• _WHAT THIS TASK INVOLVES_
Please pull out each line of the records below that contains the string "clicks", copying every such line in full.

• _EXERCISE DATA_
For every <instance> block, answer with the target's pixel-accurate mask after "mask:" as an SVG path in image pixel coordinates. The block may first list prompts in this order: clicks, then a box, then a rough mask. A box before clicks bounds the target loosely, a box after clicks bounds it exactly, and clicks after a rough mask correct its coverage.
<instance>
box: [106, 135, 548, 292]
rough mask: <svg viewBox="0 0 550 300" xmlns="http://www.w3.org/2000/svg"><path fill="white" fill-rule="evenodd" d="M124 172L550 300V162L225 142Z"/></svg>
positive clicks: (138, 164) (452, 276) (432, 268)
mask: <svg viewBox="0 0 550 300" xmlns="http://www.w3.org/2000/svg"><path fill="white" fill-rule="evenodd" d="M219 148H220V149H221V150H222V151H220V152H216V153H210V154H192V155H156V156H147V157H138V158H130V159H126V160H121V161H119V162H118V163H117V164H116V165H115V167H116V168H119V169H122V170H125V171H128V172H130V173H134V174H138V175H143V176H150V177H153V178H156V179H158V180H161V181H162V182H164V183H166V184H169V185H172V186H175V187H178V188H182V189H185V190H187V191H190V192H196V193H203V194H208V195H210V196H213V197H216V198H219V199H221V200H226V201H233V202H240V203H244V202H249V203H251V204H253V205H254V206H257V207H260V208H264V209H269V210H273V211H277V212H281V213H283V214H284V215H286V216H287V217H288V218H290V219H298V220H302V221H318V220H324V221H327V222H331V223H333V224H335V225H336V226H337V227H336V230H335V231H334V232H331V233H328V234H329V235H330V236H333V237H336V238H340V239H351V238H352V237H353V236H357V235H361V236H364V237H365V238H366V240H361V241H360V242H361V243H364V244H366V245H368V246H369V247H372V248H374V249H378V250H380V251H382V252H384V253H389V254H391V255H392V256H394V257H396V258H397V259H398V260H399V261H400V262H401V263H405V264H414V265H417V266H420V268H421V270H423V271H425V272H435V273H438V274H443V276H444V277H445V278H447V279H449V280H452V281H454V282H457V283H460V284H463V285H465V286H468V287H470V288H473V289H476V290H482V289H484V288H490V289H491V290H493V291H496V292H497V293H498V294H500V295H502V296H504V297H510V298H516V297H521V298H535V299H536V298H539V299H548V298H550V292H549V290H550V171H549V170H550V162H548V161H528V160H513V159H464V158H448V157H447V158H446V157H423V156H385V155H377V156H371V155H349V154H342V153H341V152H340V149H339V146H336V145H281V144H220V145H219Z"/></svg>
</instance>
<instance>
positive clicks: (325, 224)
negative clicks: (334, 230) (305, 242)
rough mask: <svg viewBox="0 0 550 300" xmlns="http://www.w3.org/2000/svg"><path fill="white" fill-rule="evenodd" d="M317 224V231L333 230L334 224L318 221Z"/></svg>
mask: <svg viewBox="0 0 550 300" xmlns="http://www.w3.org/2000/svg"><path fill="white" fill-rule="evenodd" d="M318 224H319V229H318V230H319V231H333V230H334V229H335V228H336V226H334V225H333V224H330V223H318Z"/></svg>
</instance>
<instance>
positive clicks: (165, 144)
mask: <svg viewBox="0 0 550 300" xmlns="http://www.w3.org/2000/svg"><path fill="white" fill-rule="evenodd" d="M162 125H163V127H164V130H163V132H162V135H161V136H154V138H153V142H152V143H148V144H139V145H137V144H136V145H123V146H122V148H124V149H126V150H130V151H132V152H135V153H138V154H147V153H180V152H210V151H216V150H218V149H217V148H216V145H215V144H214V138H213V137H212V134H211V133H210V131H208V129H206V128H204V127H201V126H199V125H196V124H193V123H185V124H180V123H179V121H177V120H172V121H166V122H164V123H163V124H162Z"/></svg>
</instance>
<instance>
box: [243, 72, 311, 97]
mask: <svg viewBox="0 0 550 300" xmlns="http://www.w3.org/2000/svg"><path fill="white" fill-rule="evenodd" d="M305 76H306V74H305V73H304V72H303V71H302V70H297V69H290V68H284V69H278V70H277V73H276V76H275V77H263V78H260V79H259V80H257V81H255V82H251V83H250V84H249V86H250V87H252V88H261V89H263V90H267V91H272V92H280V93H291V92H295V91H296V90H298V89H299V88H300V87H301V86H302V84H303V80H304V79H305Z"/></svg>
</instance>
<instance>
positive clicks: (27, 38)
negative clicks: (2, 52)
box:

• _RESPONSE TO THE EXERCISE_
For every <instance> block, answer with the target's pixel-accurate mask after "mask:" as an SVG path in image pixel coordinates. The block may first list prompts in this order: clicks, then a box, then a rough mask. A box before clicks bounds the target loosely, a box after clicks bounds it exactly, and clicks after a rough mask correct its coverage.
positive clicks: (138, 164) (452, 276) (432, 268)
positive clicks: (325, 224)
negative clicks: (334, 230) (305, 242)
positive clicks: (165, 144)
positive clicks: (27, 38)
negative clicks: (2, 52)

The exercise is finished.